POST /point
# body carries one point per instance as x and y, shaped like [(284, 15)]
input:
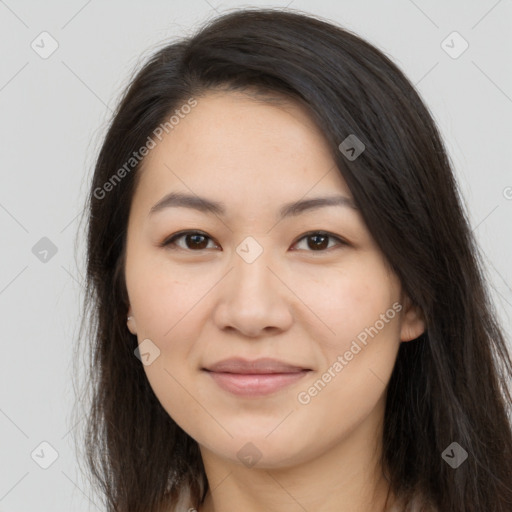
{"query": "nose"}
[(253, 299)]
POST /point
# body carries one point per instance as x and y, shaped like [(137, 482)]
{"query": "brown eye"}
[(193, 240), (318, 241)]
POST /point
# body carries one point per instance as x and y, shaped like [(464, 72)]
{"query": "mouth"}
[(254, 378)]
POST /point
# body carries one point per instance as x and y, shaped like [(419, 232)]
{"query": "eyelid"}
[(171, 239)]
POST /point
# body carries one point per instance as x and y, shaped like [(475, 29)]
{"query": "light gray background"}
[(53, 113)]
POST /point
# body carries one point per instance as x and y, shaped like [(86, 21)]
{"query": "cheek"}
[(346, 300)]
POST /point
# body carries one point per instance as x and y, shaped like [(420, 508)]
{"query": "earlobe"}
[(413, 321), (130, 321)]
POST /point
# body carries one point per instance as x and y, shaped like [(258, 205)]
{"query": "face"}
[(305, 287)]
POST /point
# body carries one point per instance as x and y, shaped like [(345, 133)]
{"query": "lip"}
[(254, 378)]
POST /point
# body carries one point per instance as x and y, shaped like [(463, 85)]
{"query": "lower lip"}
[(255, 384)]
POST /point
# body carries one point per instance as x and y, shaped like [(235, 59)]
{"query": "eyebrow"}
[(202, 204)]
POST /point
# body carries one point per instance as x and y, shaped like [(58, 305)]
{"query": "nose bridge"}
[(251, 272), (252, 297)]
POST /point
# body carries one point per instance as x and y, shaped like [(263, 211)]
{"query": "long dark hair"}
[(449, 385)]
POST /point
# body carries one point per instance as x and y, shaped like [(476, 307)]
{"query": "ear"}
[(413, 321), (130, 321)]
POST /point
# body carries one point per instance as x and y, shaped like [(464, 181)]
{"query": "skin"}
[(295, 303)]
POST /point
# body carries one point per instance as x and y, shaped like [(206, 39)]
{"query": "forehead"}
[(233, 144)]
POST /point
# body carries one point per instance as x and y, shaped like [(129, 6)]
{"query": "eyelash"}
[(170, 241)]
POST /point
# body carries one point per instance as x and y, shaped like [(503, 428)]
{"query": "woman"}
[(284, 296)]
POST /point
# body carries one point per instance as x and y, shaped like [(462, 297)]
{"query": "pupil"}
[(319, 236), (195, 242)]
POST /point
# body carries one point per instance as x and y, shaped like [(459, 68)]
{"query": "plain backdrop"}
[(54, 112)]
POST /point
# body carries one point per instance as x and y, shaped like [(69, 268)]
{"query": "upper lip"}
[(257, 366)]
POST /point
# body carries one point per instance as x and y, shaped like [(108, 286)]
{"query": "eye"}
[(197, 240), (193, 239), (320, 240)]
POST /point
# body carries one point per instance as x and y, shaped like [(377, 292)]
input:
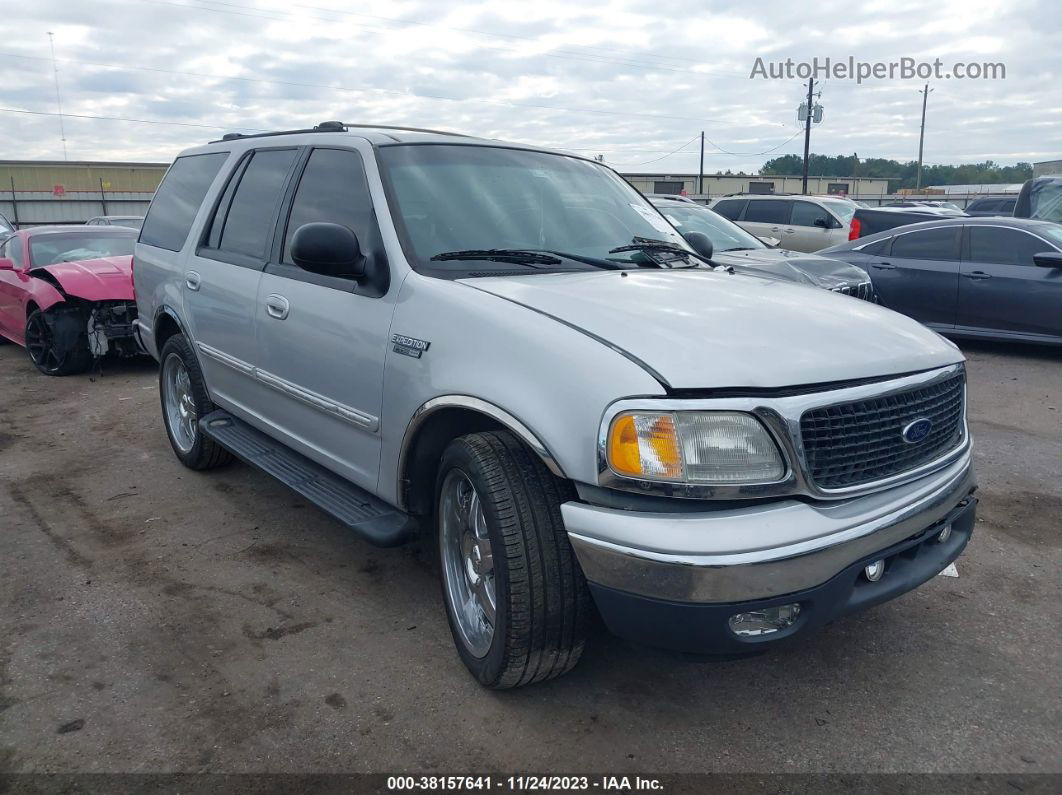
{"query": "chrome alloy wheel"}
[(181, 414), (467, 562)]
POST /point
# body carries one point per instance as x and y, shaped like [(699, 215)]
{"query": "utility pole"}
[(58, 99), (807, 135), (700, 176), (922, 134)]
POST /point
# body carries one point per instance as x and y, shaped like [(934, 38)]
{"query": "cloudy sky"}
[(632, 80)]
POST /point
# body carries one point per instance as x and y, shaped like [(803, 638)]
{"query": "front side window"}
[(247, 226), (55, 247), (806, 213), (936, 244), (724, 235), (178, 197), (332, 189), (452, 197), (994, 244)]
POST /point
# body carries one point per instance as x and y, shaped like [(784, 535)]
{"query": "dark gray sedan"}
[(732, 245), (988, 277)]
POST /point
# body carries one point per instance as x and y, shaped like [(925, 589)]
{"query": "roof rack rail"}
[(335, 126)]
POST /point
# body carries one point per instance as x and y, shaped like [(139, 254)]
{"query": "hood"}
[(107, 278), (704, 329), (804, 269)]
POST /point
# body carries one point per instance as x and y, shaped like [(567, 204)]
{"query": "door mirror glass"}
[(328, 249), (700, 243), (1047, 259)]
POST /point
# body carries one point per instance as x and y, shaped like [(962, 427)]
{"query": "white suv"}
[(799, 223)]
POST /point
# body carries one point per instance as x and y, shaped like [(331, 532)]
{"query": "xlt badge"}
[(409, 345)]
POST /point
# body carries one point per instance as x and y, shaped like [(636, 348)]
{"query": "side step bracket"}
[(363, 513)]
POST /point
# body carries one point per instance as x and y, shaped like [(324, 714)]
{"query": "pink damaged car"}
[(66, 294)]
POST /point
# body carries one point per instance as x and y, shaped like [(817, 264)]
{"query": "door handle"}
[(277, 306)]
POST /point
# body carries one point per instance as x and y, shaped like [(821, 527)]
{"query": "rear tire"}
[(502, 546), (46, 356), (185, 400)]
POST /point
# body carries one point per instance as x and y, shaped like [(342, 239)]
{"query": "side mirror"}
[(1047, 259), (700, 243), (328, 249)]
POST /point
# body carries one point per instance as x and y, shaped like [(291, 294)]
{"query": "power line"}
[(359, 89), (136, 121), (661, 158)]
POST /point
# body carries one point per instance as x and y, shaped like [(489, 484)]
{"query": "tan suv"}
[(799, 223)]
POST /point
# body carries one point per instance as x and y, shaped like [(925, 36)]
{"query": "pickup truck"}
[(511, 352)]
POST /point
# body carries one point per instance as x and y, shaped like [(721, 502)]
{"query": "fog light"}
[(764, 622), (874, 571)]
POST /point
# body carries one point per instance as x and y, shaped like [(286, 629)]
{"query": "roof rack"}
[(333, 126)]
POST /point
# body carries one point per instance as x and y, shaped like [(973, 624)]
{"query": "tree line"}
[(900, 174)]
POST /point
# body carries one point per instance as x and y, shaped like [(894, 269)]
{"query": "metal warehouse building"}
[(34, 192), (718, 185)]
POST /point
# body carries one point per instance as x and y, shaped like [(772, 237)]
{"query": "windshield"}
[(844, 210), (451, 197), (48, 249), (724, 235)]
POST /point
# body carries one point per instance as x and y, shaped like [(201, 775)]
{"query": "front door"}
[(920, 275), (322, 340), (1001, 289), (13, 284), (221, 278), (769, 218)]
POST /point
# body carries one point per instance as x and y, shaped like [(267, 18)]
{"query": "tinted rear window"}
[(768, 211), (937, 244), (177, 200), (731, 208)]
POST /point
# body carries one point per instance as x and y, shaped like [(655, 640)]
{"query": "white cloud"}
[(632, 80)]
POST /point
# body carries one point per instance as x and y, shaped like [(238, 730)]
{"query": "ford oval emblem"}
[(917, 431)]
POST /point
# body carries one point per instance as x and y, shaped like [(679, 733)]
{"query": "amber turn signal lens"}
[(645, 446)]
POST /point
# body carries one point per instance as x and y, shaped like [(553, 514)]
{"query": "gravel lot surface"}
[(153, 619)]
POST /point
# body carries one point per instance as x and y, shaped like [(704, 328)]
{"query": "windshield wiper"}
[(501, 255)]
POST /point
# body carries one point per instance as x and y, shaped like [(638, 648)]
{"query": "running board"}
[(366, 515)]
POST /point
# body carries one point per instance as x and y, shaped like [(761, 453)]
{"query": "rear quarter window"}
[(177, 200)]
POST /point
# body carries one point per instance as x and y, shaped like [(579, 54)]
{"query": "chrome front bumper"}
[(757, 551)]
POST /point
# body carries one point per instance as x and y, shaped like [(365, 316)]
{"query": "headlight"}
[(694, 447)]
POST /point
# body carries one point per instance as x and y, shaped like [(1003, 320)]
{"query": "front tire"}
[(185, 400), (47, 352), (515, 597)]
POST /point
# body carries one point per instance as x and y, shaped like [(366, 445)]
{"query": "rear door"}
[(769, 218), (13, 287), (322, 340), (222, 276), (1001, 289), (919, 275)]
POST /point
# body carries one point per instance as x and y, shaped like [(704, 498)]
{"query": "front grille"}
[(861, 442), (863, 291)]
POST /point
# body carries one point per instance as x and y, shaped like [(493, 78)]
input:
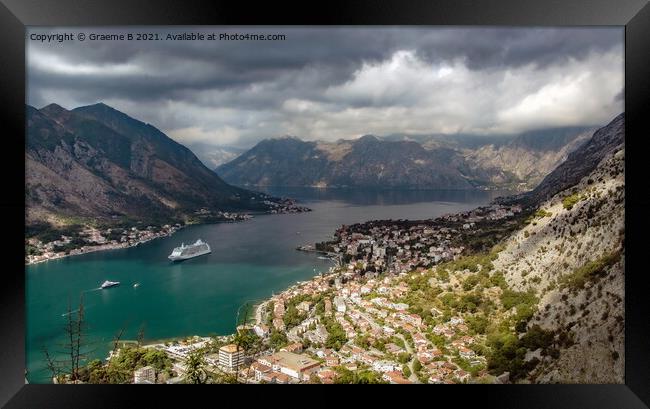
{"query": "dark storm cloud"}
[(334, 82)]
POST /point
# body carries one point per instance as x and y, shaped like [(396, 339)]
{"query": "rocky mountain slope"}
[(578, 164), (96, 162), (420, 163), (570, 256)]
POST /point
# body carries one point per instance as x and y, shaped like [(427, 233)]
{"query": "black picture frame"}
[(15, 15)]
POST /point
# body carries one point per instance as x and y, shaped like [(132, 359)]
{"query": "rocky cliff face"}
[(572, 256), (527, 159), (97, 162), (433, 163), (579, 163)]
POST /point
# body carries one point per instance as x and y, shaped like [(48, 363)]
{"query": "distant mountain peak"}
[(368, 138), (53, 109)]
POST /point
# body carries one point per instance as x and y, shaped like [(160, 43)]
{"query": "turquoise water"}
[(249, 261)]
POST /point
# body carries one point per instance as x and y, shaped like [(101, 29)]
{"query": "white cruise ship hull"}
[(186, 257)]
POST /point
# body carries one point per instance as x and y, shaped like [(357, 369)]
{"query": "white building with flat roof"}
[(144, 375), (231, 356)]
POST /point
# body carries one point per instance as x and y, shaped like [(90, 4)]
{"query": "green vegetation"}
[(510, 298), (508, 351), (593, 269), (120, 368), (277, 339), (569, 201), (336, 336), (346, 376)]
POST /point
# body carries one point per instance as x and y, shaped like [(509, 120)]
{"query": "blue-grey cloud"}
[(340, 82)]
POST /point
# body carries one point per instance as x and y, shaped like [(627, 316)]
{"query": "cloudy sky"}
[(331, 83)]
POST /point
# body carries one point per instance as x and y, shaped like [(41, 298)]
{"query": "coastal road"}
[(259, 311)]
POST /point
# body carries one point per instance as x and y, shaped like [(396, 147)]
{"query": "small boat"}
[(107, 284)]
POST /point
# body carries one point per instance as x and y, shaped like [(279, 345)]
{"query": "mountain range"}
[(97, 162), (408, 162)]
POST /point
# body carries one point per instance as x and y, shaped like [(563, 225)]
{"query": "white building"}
[(339, 303), (144, 375), (231, 356)]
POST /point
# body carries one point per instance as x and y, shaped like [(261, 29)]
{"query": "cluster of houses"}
[(96, 240), (401, 246)]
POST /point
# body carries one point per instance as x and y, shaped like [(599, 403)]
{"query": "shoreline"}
[(105, 247)]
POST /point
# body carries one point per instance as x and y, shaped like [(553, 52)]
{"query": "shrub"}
[(569, 201), (591, 270)]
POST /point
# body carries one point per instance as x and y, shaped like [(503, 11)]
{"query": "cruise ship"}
[(107, 284), (193, 250)]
◆ ◆ ◆ ◆
**Task objective**
The range runs from the line above containing "like [(41, 298)]" to the line containing "like [(261, 29)]", inclusive. Restate those lines word for word and no others.

**Output of the task**
# body carries one point per instance as x and y, shaped like [(41, 298)]
{"query": "coastal road"}
[(259, 311)]
POST /point
# body carries one point per instance as x and y, shaped like [(396, 147)]
{"query": "small boat"}
[(107, 284)]
POST /point
# body carries one point per instance as x and y, shaped like [(279, 345)]
{"query": "mountain range"}
[(97, 162), (408, 162)]
POST /point
# body carries one point per instance as x and y, shaped like [(563, 225)]
{"query": "white building"}
[(339, 303), (144, 375), (231, 356)]
POST /point
# body carries one point per instance as x and y, shaped like [(261, 29)]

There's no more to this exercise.